Das prominenteste und höchste Beispiel ist der neue Hauptsitz der grössten Bank der Welt. Die Firma JP Morgan Chase hat den Altmeister der britischen Hightech-Architektur, Lord Norman Foster aus London, gebeten, den Bankenturm zu entwerfen.

Fosters kometenhafter Aufstieg in der zeitgenössischen Architektur hatte mit einem Bankhochhaus für die HSBC in Hongkong begonnen. Angesichts der Tatsache, dass Foster 89 Jahre alt ist, können die beiden Bankhochhäuser in Hongkong und New York also als Alpha und Omega seiner ungewöhnlich erfolgreichen Architektenkarriere gelesen werden.

= Die Daten =
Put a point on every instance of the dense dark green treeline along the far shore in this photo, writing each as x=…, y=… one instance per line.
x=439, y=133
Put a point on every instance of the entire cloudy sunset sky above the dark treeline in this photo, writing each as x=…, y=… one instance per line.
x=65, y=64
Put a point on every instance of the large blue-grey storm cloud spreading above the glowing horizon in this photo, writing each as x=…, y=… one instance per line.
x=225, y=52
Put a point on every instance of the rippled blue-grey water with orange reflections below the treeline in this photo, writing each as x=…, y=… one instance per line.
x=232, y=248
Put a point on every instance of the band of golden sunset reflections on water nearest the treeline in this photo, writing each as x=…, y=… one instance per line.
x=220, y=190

* * *

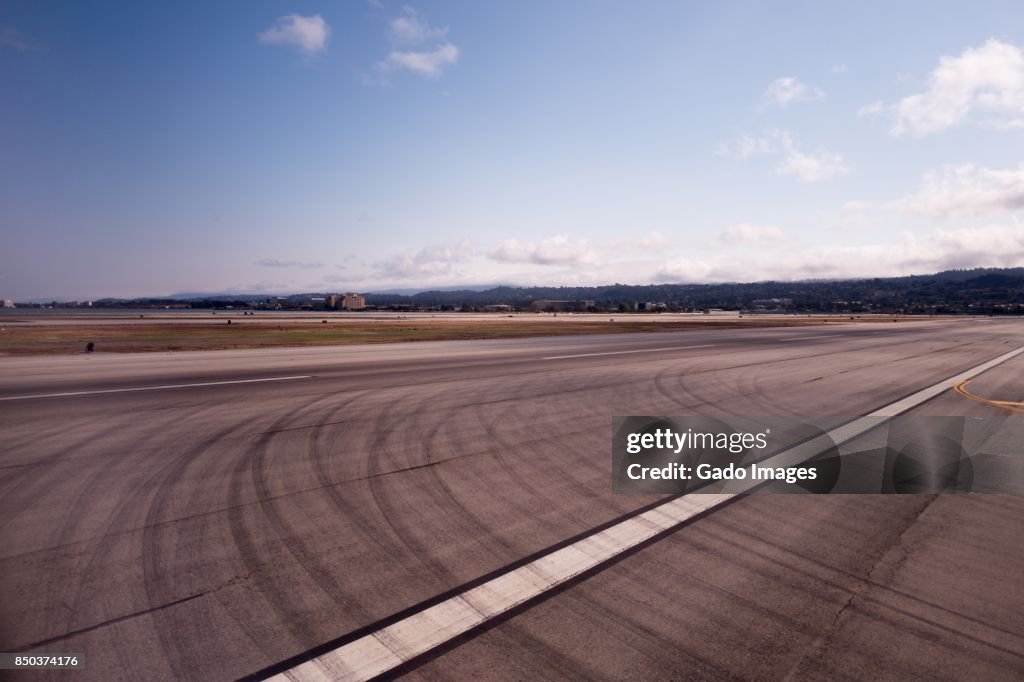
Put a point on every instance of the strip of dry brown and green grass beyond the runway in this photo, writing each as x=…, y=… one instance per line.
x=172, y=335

= Aufgabe =
Gib die Stelle im Auszug von „Das prominenteste und“ bis „Bankenturm zu entwerfen.“ wortgetreu wieder. Die Zeilen werden hier nicht gebraucht.

= Ergebnis =
Das prominenteste und höchste Beispiel ist der neue Hauptsitz der grössten Bank der Welt. Die Firma JP Morgan Chase hat den Altmeister der britischen Hightech-Architektur, Lord Norman Foster aus London, gebeten, den Bankenturm zu entwerfen.